*Written request 1*
In the passage on minimum wage comparisons, what family size is the cost of the basket based on?
*Written request 2*
List each step that the second point of the passage on minimum wage comparisons gives for comparing the basket's cost with the minimum wage, in order.
*Written request 3*
Decide whether each statement agrees with the passage on minimum wage comparisons, and quote the words that settle it:
(a) The minimum wage should be compared with the cost of the lowest basket.
(b) People in the lowest income group can switch to a cheaper version of a product.
(c) The basket has a single cost that applies to all economic groups.

*Selected extract*
◆ ◆ ◆

They often take one of the many minimum wages that exist in the country and they then compare that to the average cost of the basic goods basketcase (for now on referred to as the basket in this post) for a family (canasta b?sica familiar). There are two basic "errors"(I put it in quotes because more often than not I think its not an error but intentional):

1. You can't compare the minimum wage with the average cost of the basket, because the basket is divided into different layers due to different basic consumption patterns among the different economic groups. A comparison of this nature should always be done with the cost of the lowest basket, because people in higher income brackets, in the case of economic problems, can simply substitute certain products for a cheaper version but those at the lowest income group can't substitute for a cheaper product because they already are consuming the cheapest one, in this case they simply do without.

2. The cost of the basket is for a family of four, because that's the average family size. Due to this, you have to take the cost and divide it by four in order to get the cost per person and then compare that to the minimum wage.

◆ ◆ ◆

Items drawn from a data source:
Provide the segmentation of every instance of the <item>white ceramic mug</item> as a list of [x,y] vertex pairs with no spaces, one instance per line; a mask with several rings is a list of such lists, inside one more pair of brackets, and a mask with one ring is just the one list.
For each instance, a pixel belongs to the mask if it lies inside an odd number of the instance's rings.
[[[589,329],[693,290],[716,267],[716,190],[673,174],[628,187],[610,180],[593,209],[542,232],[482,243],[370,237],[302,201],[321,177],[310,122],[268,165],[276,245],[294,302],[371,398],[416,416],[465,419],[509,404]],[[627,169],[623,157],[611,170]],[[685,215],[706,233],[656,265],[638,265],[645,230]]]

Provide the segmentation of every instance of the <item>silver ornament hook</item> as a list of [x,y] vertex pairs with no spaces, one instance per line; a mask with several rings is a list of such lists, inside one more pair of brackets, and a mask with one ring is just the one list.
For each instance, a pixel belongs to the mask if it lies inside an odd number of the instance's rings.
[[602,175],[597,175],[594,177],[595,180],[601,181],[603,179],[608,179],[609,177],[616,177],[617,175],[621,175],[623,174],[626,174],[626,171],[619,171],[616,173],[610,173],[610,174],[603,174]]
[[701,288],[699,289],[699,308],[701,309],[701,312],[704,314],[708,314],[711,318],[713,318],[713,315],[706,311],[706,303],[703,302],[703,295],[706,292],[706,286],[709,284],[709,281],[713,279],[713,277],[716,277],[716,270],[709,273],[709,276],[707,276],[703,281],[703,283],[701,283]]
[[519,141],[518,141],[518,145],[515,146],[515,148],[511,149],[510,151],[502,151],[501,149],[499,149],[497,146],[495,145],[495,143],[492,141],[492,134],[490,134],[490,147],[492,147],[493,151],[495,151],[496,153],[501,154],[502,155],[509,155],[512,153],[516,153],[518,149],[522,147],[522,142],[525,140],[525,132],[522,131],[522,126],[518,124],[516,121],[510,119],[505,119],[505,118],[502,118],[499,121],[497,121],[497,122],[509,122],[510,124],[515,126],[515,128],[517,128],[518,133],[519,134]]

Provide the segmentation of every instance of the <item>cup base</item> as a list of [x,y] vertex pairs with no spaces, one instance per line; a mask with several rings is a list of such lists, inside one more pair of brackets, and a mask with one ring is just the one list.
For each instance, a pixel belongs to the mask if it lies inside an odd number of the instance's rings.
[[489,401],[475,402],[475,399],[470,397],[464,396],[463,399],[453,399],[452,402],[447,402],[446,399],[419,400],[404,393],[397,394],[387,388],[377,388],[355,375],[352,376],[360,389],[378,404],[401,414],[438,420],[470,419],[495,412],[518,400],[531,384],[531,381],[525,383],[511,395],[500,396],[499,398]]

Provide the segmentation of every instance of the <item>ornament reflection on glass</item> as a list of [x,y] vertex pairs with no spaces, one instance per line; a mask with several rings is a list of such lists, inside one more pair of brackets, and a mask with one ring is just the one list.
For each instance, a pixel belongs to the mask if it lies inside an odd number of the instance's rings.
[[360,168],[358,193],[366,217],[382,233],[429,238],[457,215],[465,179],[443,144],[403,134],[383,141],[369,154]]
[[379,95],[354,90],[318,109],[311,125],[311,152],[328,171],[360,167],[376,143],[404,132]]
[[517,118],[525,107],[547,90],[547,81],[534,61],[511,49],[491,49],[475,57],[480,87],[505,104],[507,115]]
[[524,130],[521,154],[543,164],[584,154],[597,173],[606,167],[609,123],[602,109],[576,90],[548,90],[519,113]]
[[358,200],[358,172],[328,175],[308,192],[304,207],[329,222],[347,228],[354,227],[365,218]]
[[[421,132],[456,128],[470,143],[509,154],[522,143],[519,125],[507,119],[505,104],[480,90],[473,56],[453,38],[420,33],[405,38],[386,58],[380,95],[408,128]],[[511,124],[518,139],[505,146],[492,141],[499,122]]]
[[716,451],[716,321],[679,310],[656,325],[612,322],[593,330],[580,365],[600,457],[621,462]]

◆ ◆ ◆

*Finished answer 1*
A family of four.

*Finished answer 2*
1. Take the cost of the basket.
2. Divide it by four to get the cost per person.
3. Compare that per-person cost to the minimum wage.

*Finished answer 3*
(a) Yes: "A comparison of this nature should always be done with the cost of the lowest basket"
(b) No: "those at the lowest income group can't substitute for a cheaper product because they already are consuming the cheapest one"
(c) No: "the basket is divided into different layers due to different basic consumption patterns among the different economic groups"